**Aim of the task**. In all the data below, swap every "find_objects" for "locate_objects" and change nothing else. Leave the pictures out of your answer.

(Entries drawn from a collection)
====================
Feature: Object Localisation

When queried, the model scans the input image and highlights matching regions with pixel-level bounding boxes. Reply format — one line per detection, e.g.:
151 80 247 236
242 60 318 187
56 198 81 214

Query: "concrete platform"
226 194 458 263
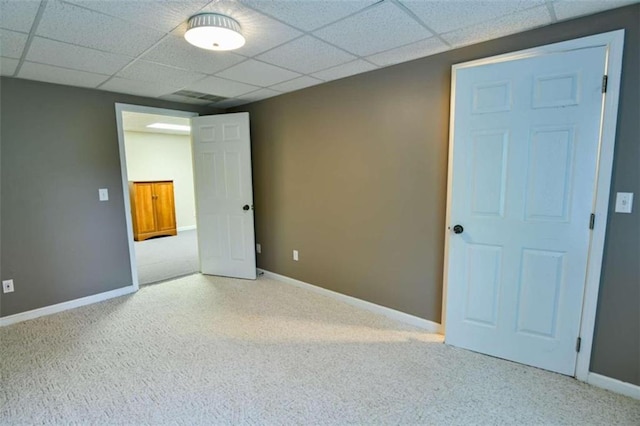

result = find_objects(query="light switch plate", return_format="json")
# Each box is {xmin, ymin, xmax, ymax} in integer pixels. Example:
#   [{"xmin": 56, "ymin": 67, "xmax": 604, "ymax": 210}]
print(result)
[
  {"xmin": 616, "ymin": 192, "xmax": 633, "ymax": 213},
  {"xmin": 2, "ymin": 280, "xmax": 13, "ymax": 293}
]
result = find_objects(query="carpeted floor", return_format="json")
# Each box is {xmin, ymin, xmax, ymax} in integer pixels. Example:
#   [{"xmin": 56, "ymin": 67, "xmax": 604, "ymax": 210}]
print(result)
[
  {"xmin": 134, "ymin": 229, "xmax": 200, "ymax": 285},
  {"xmin": 0, "ymin": 274, "xmax": 640, "ymax": 425}
]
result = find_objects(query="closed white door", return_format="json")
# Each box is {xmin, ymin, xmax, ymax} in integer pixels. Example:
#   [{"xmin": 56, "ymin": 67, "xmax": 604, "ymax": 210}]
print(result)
[
  {"xmin": 191, "ymin": 113, "xmax": 256, "ymax": 279},
  {"xmin": 446, "ymin": 47, "xmax": 606, "ymax": 375}
]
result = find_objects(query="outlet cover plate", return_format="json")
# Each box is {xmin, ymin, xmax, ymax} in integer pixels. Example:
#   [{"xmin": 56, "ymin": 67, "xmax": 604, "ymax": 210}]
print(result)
[
  {"xmin": 2, "ymin": 280, "xmax": 13, "ymax": 293},
  {"xmin": 616, "ymin": 192, "xmax": 633, "ymax": 213}
]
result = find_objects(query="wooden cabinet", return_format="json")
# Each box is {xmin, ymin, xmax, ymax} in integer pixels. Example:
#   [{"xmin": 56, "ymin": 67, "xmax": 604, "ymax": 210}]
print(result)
[{"xmin": 129, "ymin": 180, "xmax": 177, "ymax": 241}]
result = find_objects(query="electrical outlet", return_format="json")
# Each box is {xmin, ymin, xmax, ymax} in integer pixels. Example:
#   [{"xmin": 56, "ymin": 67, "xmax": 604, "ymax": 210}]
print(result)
[
  {"xmin": 616, "ymin": 192, "xmax": 633, "ymax": 213},
  {"xmin": 2, "ymin": 280, "xmax": 13, "ymax": 293}
]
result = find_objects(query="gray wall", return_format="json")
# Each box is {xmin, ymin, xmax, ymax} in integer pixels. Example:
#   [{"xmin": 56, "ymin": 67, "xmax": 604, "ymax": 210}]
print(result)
[
  {"xmin": 234, "ymin": 5, "xmax": 640, "ymax": 384},
  {"xmin": 0, "ymin": 78, "xmax": 219, "ymax": 316}
]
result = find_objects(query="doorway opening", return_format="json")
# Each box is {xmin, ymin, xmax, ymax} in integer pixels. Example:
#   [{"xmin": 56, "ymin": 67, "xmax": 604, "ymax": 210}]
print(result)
[{"xmin": 116, "ymin": 104, "xmax": 200, "ymax": 288}]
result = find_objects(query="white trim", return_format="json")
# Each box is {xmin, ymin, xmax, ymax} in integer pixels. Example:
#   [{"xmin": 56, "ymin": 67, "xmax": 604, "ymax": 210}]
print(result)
[
  {"xmin": 442, "ymin": 30, "xmax": 624, "ymax": 381},
  {"xmin": 258, "ymin": 268, "xmax": 442, "ymax": 334},
  {"xmin": 587, "ymin": 373, "xmax": 640, "ymax": 399},
  {"xmin": 116, "ymin": 103, "xmax": 198, "ymax": 291},
  {"xmin": 0, "ymin": 285, "xmax": 138, "ymax": 327},
  {"xmin": 576, "ymin": 30, "xmax": 624, "ymax": 381}
]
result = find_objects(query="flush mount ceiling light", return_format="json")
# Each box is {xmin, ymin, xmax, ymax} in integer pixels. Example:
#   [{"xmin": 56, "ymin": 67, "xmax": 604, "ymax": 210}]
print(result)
[{"xmin": 184, "ymin": 13, "xmax": 244, "ymax": 50}]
====================
**Solution below**.
Feature: Object Localisation

When queried, the model scans the input image and highlights matching regions with pixel-level bounding boxes. Reply format — one line per detection, e.g.:
151 80 247 236
242 60 318 187
56 198 81 214

Query: "concrete platform"
226 194 458 263

result = locate_objects(query="light switch plate", return_format="json")
# Each box is {xmin, ymin, xmax, ymax} in integer pixels. Example:
#   [{"xmin": 56, "ymin": 67, "xmax": 604, "ymax": 210}]
print(result)
[
  {"xmin": 616, "ymin": 192, "xmax": 633, "ymax": 213},
  {"xmin": 2, "ymin": 280, "xmax": 13, "ymax": 293}
]
result = locate_objects(query="carpeted floor", return_format="json")
# Each box is {xmin, ymin, xmax, ymax} in integer pixels. Example:
#   [{"xmin": 56, "ymin": 67, "xmax": 604, "ymax": 210}]
print(result)
[
  {"xmin": 134, "ymin": 229, "xmax": 200, "ymax": 285},
  {"xmin": 0, "ymin": 274, "xmax": 640, "ymax": 425}
]
result = locate_objects(query="closed white door", return_format="json")
# Each box is {xmin, ymin, xmax, ymax} in integer pixels. Example:
#   [{"xmin": 56, "ymin": 67, "xmax": 604, "ymax": 210}]
print(result)
[
  {"xmin": 191, "ymin": 113, "xmax": 256, "ymax": 279},
  {"xmin": 446, "ymin": 47, "xmax": 606, "ymax": 375}
]
result = locate_objects(query="outlet cover plate", return_format="json")
# Each box is {xmin, ymin, xmax, ymax} in integer pixels. Example:
#   [{"xmin": 56, "ymin": 67, "xmax": 604, "ymax": 210}]
print(result)
[
  {"xmin": 2, "ymin": 280, "xmax": 13, "ymax": 293},
  {"xmin": 616, "ymin": 192, "xmax": 633, "ymax": 213}
]
result = locate_objects(query="wooden cabinet", return_format="json")
# Each box is {xmin, ymin, xmax, ymax} in integer pixels. Example:
#   [{"xmin": 56, "ymin": 67, "xmax": 604, "ymax": 210}]
print(result)
[{"xmin": 129, "ymin": 180, "xmax": 177, "ymax": 241}]
result = locate_objects(query="electrical outlet", return_format="json")
# Each box is {xmin, ymin, xmax, ymax} in integer pixels. Example:
#   [{"xmin": 56, "ymin": 67, "xmax": 604, "ymax": 210}]
print(result)
[
  {"xmin": 616, "ymin": 192, "xmax": 633, "ymax": 213},
  {"xmin": 2, "ymin": 280, "xmax": 13, "ymax": 293}
]
result = locate_objects(query="gray wall", return_format="json")
# Each box is {xmin, ymin, xmax, ymax} in integer pixels. Example:
#   [{"xmin": 56, "ymin": 67, "xmax": 604, "ymax": 210}]
print(result)
[
  {"xmin": 234, "ymin": 5, "xmax": 640, "ymax": 384},
  {"xmin": 0, "ymin": 78, "xmax": 219, "ymax": 316}
]
result = locate_objects(query="doorway opening", return_format="json")
# Each box is {xmin, ymin, xmax, ymax} in integer pixels. Example:
#   [{"xmin": 56, "ymin": 67, "xmax": 604, "ymax": 210}]
print(result)
[{"xmin": 116, "ymin": 104, "xmax": 200, "ymax": 288}]
result = locate_objects(query="white trim", return_format="json")
# Each box is {xmin, ymin, xmax, ymax} in integer pixels. Example:
#   [{"xmin": 56, "ymin": 67, "xmax": 604, "ymax": 210}]
print(result)
[
  {"xmin": 442, "ymin": 30, "xmax": 624, "ymax": 381},
  {"xmin": 258, "ymin": 268, "xmax": 442, "ymax": 334},
  {"xmin": 587, "ymin": 373, "xmax": 640, "ymax": 399},
  {"xmin": 116, "ymin": 103, "xmax": 198, "ymax": 291},
  {"xmin": 0, "ymin": 285, "xmax": 138, "ymax": 327},
  {"xmin": 576, "ymin": 30, "xmax": 624, "ymax": 381}
]
result = locate_objects(query="flush mount ceiling light", return_format="json")
# Each box is {xmin, ymin, xmax, ymax} in integer pixels. Example:
#   [{"xmin": 56, "ymin": 67, "xmax": 604, "ymax": 210}]
print(result)
[{"xmin": 184, "ymin": 13, "xmax": 244, "ymax": 50}]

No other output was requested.